CHALLENGE 1:
Answer these questions using the fuel cell article:
(a) At which event was the article on the MEMS-based portable fuel cell presented as a plenary talk?
(b) What fuel powers the solid oxide fuel cell in the portable charger?
(c) How many SPIE proceedings papers appear in the current volume of SPIE Reviews?
CHALLENGE 2: Based on the fuel cell article, explain why the pocket-sized device could eliminate the need to plug in for recharging.
CHALLENGE 3: Write out everything in the fuel cell article from "Samuel B. Schaevitz, CTO" down to "recharging, Schaevitz says.".

Pocket-sized fuel cell could make wireless devices truly wireless

A MEMS-based portable fuel cell may be used for charging wireless electronic devices
image of Lilliputian's generator chip, Fuel Cell

An article about a MEMS-based portable fuel cell for charging wireless electronic devices, presented as a plenary talk at SPIE Photonics West in January, is one of eight SPIE proceedings papers published in the current volume of the open-access journal SPIE Reviews.

Samuel B. Schaevitz, CTO and cofounder of Lilliputian Systems (USA), discusses his company’s development of a portable charger that uses a solid oxide fuel cell (SOFC) powered with butane in “Powering the wireless world with MEMS.” Lilliputian’s pocket-sized, battery-replacement device, which can power a cell phone for five to 10 times longer than existing batteries and can be instantly recharged by inserting a new, recyclable butane cartridge, can eliminate the need to plug in for recharging, Schaevitz says.

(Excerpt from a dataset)

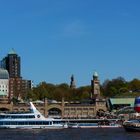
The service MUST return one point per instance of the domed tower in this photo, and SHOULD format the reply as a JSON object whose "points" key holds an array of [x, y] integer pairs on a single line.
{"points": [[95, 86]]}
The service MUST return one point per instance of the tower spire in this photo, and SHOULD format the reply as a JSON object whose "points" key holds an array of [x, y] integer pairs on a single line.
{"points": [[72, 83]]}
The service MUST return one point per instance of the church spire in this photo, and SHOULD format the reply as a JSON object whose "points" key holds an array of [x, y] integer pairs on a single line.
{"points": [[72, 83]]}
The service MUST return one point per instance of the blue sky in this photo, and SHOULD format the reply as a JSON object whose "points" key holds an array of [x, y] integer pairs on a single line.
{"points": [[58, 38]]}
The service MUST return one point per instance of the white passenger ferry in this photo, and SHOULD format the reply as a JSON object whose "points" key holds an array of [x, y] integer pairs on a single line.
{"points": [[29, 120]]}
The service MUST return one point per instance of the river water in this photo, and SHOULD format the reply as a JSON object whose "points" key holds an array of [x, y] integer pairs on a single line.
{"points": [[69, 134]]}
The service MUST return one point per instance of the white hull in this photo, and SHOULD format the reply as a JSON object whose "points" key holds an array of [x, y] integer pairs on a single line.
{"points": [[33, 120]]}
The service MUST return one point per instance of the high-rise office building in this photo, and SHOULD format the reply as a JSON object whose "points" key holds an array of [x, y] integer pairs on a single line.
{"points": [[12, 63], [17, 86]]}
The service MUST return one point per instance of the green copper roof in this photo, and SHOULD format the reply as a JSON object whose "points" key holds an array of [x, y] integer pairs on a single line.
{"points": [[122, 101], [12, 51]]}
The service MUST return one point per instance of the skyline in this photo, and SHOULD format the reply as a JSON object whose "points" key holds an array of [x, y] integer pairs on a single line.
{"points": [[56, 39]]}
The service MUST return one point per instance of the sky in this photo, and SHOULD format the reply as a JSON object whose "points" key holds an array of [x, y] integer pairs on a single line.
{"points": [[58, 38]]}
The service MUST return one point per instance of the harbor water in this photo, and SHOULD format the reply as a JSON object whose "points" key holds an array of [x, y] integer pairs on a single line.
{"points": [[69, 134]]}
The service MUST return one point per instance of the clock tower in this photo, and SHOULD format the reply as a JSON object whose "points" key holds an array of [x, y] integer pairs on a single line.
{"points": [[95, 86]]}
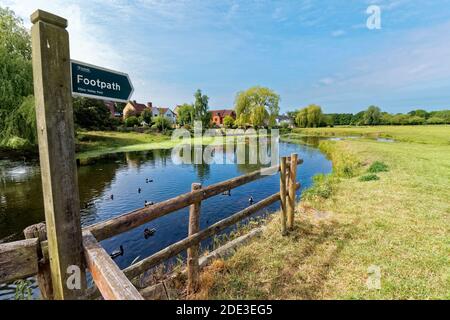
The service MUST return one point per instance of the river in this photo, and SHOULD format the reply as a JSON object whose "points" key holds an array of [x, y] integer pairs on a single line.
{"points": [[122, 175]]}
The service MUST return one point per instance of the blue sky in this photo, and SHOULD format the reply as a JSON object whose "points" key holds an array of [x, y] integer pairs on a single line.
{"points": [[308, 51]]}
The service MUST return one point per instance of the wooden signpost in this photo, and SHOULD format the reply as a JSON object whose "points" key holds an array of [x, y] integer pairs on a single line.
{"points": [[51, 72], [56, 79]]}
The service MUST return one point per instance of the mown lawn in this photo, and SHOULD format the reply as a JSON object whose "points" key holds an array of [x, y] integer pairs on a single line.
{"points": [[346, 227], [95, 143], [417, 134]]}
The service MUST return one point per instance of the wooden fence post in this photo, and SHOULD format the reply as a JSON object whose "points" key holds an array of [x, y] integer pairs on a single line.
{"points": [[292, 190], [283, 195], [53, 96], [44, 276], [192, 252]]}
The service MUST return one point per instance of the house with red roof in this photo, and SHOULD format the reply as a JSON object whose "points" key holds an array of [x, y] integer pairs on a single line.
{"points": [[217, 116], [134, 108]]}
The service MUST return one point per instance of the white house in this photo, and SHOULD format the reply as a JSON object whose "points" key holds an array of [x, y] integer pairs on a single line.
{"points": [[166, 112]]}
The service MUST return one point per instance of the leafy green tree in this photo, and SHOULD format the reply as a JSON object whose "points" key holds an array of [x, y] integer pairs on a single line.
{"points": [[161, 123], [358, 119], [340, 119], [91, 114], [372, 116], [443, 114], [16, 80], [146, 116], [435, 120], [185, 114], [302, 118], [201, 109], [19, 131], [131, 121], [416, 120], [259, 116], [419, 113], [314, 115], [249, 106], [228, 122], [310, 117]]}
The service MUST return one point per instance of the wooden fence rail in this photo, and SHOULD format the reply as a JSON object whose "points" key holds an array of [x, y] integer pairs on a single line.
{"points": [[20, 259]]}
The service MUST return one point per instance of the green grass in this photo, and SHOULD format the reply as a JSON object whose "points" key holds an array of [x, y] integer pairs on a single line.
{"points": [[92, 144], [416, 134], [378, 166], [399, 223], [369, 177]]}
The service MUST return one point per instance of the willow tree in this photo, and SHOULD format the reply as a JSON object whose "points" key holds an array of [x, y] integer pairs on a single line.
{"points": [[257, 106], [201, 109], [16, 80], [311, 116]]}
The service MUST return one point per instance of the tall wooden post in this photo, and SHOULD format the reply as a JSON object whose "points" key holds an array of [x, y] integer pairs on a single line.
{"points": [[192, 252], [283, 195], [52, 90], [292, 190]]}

OUTPUT 1:
(a) SPIE Photonics West, in January.
(b) Butane.
(c) Eight.

OUTPUT 2: The device can be recharged instantly by inserting a new, recyclable butane cartridge, so it does not need to be plugged in. It can also power a cell phone for five to 10 times longer than existing batteries.

OUTPUT 3:
Samuel B. Schaevitz, CTO and cofounder of Lilliputian Systems (USA), discusses his company’s development of a portable charger that uses a solid oxide fuel cell (SOFC) powered with butane in “Powering the wireless world with MEMS.” Lilliputian’s pocket-sized, battery-replacement device, which can power a cell phone for five to 10 times longer than existing batteries and can be instantly recharged by inserting a new, recyclable butane cartridge, can eliminate the need to plug in for recharging, Schaevitz says.